モンゴルトップクラスのリース会社の社長にモンゴルでのビジネスや生活について尋ねてみました!

TDB Leasing CEO 藤本和久様

 略歴

1983年 早稲田大学商学部卒業、同年丸紅株式会社入社
~1991年末 プラント本部繊維プラント部(丸紅テクマテックス(株)出向含む)
~1995年 丸紅カラチ支店駐在(パキスタン)
~2000年 プラント本部繊維プラント部(丸紅テクマテックス(株)出向含む)
~2005年 プラント本部アセットマネジメント部
~2009年 ウランバートル事務所所長
~2011年 プラント本部
~2013年 金融・リース事業本部(エムジーリース(株)出向)
2013年8月~現在 TDB Leasing LLC

TDB Leasingの事業内容(コアビジネス)や会社の規模について教えてください

当社は、日本のみずほ丸紅リース(45%)とモンゴルのTDBグループ(55%)が出資している日系合弁企業です。主な事業はファイナンスリースと割賦販売で、当社の特長としては、日本からの資金(米ドル、円)を基に、比較的金利の低いリースを提供し、法人向け取引に強いTDBの経験とノウハウによるリスク管理の徹底、リース物件のメンテナンスや管理まで行える、信頼できるサプライヤーとの提携でビジネスを行っています。

取扱商品は、小さいものはパソコンから、大きなものは大型鉱山機械やジェット機まで多岐に亘ります。

過去8年間の総リース金額は円換算で200億円を超えました。リース資産は現在80億円ぐらい有り、モンゴルのリース業界ではNo.1の規模になったと思います。

──────────

### 課題
A – TDB Leasing社長へのインタビューから、次の一文を英語に訳せ。「取扱商品は、小さいものはパソコンから、大きなものは大型鉱山機械やジェット機まで多岐に亘ります。」
B – TDB Leasing社長へのインタビューを、最後の文の後から続けて書け。

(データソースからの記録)
──────────

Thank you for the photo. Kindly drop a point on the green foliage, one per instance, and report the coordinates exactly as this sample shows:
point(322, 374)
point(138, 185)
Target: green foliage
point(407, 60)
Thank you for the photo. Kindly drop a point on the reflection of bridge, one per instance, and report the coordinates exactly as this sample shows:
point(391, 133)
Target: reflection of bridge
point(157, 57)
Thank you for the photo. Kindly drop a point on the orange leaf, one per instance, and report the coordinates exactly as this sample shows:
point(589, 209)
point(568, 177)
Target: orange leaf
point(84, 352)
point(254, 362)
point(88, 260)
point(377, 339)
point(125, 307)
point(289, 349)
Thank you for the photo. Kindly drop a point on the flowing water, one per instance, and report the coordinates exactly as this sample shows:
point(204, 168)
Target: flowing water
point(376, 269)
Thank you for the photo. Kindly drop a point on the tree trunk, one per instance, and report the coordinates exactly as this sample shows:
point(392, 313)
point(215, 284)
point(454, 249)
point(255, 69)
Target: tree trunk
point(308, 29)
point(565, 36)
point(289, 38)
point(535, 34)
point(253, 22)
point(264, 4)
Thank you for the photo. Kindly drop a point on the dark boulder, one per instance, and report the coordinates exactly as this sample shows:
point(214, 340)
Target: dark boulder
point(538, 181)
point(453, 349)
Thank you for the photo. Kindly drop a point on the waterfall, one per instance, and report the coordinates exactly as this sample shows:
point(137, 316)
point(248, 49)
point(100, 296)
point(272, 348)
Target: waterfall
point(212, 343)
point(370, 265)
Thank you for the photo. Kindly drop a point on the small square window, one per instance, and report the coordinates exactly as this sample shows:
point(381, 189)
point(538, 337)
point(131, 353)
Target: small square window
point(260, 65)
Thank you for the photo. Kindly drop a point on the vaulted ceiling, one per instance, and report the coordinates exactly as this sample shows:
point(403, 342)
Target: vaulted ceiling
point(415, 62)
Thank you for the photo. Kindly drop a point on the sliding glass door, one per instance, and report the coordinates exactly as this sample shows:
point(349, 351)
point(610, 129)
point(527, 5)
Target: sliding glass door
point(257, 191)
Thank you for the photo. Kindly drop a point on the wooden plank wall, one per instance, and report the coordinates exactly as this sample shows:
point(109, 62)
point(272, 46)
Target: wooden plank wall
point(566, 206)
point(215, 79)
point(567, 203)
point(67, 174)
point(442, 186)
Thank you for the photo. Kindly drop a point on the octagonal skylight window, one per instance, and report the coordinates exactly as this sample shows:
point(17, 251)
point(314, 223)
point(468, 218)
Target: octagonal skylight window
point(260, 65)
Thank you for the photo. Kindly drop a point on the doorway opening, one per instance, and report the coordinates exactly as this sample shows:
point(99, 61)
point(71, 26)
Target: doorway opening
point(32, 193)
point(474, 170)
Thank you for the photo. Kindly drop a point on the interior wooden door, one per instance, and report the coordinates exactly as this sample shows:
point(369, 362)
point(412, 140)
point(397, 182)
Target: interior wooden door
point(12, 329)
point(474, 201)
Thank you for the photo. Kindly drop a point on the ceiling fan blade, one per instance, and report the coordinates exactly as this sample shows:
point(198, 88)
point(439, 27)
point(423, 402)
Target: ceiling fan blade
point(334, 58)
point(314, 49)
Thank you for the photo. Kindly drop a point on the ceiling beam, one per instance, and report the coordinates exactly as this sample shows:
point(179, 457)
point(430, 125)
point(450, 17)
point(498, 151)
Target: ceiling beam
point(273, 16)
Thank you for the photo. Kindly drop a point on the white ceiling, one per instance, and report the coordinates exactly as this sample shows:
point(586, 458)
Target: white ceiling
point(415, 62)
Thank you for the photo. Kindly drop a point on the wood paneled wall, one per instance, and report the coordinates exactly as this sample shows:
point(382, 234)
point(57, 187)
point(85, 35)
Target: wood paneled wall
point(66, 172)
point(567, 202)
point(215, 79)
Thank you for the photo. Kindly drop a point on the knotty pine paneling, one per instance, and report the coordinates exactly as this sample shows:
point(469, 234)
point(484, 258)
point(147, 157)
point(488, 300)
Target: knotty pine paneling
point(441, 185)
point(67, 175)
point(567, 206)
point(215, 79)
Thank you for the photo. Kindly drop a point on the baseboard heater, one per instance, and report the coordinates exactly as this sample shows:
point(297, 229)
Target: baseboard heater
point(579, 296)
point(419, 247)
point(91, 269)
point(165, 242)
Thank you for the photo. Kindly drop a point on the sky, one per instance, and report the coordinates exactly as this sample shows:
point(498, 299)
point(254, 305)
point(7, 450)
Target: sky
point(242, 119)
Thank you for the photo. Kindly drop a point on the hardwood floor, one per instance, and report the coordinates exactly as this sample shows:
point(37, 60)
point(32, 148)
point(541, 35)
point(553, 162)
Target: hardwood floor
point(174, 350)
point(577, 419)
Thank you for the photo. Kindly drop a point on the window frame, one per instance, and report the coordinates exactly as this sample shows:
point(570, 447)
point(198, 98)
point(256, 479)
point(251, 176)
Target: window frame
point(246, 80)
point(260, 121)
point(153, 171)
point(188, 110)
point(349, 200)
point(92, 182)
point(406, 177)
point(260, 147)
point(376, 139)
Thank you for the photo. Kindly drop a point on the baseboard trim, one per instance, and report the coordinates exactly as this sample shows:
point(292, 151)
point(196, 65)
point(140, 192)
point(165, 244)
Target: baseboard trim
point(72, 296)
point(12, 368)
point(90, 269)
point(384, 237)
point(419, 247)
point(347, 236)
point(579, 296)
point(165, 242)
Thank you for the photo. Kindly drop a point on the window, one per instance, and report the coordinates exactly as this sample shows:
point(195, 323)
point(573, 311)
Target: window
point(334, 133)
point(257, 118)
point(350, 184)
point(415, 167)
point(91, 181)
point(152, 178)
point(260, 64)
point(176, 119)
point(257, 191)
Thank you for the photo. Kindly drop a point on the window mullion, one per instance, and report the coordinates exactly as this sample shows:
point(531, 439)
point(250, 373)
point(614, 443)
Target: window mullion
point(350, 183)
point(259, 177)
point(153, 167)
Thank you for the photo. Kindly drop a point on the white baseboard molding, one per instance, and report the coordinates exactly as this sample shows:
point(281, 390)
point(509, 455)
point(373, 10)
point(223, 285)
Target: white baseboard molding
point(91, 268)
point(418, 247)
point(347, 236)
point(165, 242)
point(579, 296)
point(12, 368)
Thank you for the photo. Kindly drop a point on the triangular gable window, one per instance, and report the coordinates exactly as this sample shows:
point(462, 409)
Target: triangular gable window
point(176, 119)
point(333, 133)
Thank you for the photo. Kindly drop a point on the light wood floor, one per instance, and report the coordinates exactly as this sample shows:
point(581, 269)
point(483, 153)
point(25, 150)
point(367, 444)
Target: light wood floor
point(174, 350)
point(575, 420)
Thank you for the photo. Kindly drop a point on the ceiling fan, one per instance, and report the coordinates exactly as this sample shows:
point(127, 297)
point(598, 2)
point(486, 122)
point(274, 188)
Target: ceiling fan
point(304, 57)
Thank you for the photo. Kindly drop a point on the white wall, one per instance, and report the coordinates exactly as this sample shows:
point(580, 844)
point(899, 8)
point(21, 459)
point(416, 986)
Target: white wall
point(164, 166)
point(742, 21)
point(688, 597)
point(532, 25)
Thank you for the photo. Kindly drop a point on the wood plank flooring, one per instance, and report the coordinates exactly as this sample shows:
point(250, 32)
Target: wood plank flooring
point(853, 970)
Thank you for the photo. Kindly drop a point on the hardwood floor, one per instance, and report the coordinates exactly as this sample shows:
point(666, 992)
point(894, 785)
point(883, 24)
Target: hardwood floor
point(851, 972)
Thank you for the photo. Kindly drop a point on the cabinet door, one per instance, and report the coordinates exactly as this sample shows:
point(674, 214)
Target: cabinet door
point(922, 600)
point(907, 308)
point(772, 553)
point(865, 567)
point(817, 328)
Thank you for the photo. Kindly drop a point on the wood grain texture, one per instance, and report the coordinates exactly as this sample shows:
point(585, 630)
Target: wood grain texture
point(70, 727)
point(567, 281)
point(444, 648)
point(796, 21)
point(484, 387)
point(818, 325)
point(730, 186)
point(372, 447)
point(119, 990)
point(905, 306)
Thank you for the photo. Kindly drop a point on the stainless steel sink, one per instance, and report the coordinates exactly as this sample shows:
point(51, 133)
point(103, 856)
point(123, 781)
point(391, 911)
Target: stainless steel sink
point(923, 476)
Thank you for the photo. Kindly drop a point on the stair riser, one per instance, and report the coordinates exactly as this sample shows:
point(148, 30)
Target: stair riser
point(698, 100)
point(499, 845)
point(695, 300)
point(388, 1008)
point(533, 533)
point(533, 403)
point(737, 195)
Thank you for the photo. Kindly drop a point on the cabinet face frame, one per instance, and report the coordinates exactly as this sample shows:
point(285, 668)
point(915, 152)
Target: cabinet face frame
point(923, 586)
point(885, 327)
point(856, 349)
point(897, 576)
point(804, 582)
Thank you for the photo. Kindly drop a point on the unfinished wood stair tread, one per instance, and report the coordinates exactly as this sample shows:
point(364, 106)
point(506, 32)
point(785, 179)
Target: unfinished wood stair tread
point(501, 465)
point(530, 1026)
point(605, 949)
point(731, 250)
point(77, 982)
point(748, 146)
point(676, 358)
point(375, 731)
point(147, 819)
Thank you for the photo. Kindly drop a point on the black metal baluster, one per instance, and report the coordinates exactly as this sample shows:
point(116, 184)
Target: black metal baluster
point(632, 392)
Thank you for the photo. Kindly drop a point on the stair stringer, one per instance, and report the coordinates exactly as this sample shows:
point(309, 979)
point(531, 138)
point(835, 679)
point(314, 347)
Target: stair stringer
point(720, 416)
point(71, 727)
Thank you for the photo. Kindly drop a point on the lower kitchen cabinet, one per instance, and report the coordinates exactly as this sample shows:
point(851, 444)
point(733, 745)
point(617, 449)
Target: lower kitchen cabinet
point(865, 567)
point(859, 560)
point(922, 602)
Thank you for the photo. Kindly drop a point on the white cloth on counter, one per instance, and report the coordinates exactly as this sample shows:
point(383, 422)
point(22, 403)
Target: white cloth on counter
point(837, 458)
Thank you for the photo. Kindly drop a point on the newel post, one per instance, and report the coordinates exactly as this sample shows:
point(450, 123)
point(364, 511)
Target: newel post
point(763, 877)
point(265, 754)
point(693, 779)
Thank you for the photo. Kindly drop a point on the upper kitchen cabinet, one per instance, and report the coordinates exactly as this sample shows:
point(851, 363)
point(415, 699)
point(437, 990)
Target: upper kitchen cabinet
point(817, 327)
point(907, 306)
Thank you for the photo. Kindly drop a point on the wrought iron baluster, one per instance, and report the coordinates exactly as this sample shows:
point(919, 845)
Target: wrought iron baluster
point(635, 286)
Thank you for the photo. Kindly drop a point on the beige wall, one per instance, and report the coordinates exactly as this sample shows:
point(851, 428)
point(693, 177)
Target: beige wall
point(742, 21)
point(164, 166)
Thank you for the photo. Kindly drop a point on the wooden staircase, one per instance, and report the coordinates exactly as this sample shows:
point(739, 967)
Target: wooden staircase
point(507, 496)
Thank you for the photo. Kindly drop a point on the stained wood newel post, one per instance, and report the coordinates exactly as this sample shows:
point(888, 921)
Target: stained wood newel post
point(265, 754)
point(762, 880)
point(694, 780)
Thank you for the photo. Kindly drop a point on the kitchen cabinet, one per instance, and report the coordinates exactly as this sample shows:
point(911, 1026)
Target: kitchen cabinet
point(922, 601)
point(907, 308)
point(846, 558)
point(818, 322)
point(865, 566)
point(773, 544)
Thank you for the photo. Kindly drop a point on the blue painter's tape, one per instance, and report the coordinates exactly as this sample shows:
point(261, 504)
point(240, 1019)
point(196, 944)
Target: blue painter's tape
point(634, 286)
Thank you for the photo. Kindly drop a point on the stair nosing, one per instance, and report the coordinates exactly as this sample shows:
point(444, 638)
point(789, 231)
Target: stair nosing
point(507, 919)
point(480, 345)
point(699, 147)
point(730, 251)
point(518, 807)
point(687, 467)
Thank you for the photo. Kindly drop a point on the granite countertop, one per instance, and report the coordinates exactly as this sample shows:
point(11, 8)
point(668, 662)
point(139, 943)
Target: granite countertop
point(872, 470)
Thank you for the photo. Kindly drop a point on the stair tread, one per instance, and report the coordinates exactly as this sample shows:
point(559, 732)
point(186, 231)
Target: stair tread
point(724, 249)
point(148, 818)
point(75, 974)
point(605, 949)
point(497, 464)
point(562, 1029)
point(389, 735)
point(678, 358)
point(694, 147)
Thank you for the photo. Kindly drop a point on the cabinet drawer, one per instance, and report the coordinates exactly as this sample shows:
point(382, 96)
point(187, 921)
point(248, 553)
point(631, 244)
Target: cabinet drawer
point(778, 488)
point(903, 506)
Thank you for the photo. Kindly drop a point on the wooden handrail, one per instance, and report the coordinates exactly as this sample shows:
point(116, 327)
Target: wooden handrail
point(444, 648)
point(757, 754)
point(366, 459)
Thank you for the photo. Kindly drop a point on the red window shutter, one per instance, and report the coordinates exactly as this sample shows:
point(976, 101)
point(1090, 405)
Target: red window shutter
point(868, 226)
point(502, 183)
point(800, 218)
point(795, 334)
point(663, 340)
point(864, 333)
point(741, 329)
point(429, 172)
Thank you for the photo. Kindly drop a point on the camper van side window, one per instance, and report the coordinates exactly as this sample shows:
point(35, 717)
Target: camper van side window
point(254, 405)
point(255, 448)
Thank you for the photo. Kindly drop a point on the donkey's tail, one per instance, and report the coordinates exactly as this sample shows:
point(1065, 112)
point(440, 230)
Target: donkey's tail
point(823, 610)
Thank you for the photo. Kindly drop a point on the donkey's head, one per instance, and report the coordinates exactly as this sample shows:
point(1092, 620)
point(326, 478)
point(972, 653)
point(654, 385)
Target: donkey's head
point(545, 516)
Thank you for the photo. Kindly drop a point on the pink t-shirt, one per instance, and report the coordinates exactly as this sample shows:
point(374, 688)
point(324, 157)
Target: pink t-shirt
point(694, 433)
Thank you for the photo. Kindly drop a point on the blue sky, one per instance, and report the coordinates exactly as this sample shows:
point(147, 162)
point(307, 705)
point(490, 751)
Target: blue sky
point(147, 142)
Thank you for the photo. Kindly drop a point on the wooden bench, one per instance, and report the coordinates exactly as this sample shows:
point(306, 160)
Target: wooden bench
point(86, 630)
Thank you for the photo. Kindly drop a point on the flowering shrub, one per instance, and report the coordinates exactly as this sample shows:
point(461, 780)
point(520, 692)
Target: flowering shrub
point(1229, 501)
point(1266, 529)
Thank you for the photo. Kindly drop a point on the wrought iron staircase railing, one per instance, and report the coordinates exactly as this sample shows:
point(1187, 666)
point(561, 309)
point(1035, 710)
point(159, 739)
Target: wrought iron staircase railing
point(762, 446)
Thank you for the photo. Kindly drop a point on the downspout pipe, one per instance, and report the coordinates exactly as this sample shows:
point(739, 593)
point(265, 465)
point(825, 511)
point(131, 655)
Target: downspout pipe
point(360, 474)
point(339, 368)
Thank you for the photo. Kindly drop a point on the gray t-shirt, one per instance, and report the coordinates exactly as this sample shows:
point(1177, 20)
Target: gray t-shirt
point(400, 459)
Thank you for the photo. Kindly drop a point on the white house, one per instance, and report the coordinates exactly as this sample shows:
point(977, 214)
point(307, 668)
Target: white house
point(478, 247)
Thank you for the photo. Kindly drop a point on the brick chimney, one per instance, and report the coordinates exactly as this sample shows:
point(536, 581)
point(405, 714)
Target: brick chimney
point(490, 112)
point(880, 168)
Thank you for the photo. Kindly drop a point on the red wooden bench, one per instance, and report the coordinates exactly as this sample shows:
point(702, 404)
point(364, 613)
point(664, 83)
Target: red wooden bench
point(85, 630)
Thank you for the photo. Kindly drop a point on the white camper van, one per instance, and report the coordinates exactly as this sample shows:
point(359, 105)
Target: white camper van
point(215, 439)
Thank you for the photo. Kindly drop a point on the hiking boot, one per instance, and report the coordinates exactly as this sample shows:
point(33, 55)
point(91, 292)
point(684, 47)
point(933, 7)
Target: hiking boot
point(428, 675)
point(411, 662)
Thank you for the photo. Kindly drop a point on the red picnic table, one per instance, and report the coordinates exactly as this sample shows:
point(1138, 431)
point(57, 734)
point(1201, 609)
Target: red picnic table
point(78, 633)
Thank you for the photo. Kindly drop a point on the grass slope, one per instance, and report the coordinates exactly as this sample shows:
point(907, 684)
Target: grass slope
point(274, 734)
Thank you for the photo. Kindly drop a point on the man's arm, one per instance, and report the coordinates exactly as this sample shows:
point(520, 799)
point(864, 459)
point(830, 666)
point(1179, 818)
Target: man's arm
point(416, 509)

──────────

### 解答
A – The products we handle cover a wide range, from small items such as personal computers to large ones such as heavy mining machinery and jet aircraft.

B –
モンゴルでのリース会社立ち上げの経緯について教えてください

モンゴルには、2000年から債権回収で頻繁に出張で往来したあと、2005年に丸紅の所長として着任し、09年の3月まで駐在しましたので、大きな変化を遂げた10年間を見てきました。大量の輸入中古車、ビル建設などでウランバートルの街並みが変わっただけでなく、外国投資や鉱山開発で国の経済が大きく変化していく中で、道路や鉄道など多くのインフラ整備が計画され始めたのを背景に「この国でリースをやれば面白いのでは?」と思ったのが発端です。

ただ、モンゴルは人口も少なく、経済規模も小さいので丸紅に話を持って行っても相手にされないだろうと思い、系列のリース会社を探して、エムジーリース(2019年に“みずほ丸紅リース”に社名変更) に相談しました。エムジーリースとしてもモンゴルの知見もなくビジネス経験もないので、まずはTrade Financeで少しずつ勉強したいということで、モンゴルへの小麦の輸入やカシミア製品の輸出に係わるTrade Financeに取り組んでもらいました。私が丸紅ウランバートル事務所に駐在中の2008年~09年頃のことです。

私が駐在任期を終えて日本に帰国したあとも、エムジーリースの方々がリース会社設立に向けて市場調査を継続されたのですが、2011年になって、いよいよ本腰入れて進めていくためには、モンゴルに人脈と知見のある人間が必要ということで、私に協力を求められ、長年所属したプラント本部から金融・リース事業本部に移籍しエムジーリースに出向しました。 その後、パートナー選定だけでなく、各種法律・税制・会計・労務・ITなど多岐に亘る市場調査を基に事業計画を策定し、当時のエムジーリースの株主2社(丸紅と三井住友ファイナンス&リース)の承認を得て、会社設立に至りました。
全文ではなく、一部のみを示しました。